» À FAIRE:
Pouvez-vous recopier à l'identique le passage de l'article sur la réunion de Dimane allant de « Le Premier ministre sortant assure » jusqu'à « au courant aouniste. » inclus ?

» EXTRAIT DU TEXTE:

À Dimane, Mikati marque un point… symbolique

Le Premier ministre sortant assure à « L’OLJ » que la réunion informelle tenue mardi sous la houlette du patriarche maronite ne visait à défier « personne ». Un message implicite au courant aouniste.

À Dimane, Mikati marque un point… symbolique

Quinze ministres réunis à Dimane sous la houlette du patriarche maronite, Béchara Raï, en présence du Premier ministre sortant Nagib Mikati, le 8 août 2023. Photo fournie par le bureau de presse du Sérail

« Le gouvernement a été bien accueilli par le patriarche maronite et a reçu un appui. Ni plus ni moins. » C’est ainsi que le Premier ministre sortant, Nagib Mikati, dresse pour L’Orient-Le Jour le bilan de la réunion ministérielle informelle tenue mardi au siège d’été du patriarcat maronite en présence de Mgr Béchara Raï. Le chef du gouvernement sortant est donc conscient d’avoir gagné son pari, ne serait-ce que symboliquement. Car dans la forme, M. Mikati a marqué un point : il a réuni une partie de son équipe ministérielle sous la houlette de la plus haute autorité religieuse maronite du pays. Le message est clair : bien que boudé par un important parti chrétien (en l’occurrence le Courant patriotique libre de Gebran Bassil), le cabinet jouit d’un appui chrétien de taille. Mais ce n’est que la pointe de l’iceberg. Car même l’autorité morale et religieuse du patriarche Raï n’a pas conduit le CPL, lequel, rappelons-le, fait partie du gouvernement, à lâcher du lest.

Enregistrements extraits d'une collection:
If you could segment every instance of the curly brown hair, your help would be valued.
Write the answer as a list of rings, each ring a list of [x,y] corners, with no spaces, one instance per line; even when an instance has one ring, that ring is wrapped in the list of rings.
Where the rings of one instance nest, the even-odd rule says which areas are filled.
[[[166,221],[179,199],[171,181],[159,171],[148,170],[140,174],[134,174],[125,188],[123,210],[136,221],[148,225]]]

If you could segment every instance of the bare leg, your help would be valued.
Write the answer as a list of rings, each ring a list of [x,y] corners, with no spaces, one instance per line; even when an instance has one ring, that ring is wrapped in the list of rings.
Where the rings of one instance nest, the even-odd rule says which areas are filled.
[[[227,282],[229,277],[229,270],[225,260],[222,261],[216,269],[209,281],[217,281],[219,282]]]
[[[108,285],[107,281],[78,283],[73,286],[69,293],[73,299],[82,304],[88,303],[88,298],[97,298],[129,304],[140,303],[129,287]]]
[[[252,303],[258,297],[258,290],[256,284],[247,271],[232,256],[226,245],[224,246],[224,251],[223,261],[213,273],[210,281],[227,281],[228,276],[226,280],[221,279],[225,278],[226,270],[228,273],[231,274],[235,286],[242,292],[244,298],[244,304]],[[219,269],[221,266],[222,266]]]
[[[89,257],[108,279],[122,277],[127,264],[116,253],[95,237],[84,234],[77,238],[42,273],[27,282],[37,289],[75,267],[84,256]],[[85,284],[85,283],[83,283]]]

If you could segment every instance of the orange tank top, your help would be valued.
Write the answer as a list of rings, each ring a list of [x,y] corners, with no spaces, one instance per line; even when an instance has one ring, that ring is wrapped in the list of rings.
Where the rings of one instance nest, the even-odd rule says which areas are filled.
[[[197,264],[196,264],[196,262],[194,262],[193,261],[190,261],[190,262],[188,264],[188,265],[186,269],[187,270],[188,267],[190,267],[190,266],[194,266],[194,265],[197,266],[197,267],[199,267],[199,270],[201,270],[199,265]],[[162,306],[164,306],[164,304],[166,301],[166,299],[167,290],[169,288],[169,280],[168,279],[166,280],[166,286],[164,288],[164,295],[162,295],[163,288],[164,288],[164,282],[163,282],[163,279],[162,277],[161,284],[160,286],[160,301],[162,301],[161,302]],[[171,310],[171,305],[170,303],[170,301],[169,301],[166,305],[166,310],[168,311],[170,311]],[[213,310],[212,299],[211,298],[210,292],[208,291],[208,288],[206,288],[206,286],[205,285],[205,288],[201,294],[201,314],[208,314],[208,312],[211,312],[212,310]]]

» SOLUTION RÉDIGÉE:
Le Premier ministre sortant assure à « L’OLJ » que la réunion informelle tenue mardi sous la houlette du patriarche maronite ne visait à défier « personne ». Un message implicite au courant aouniste.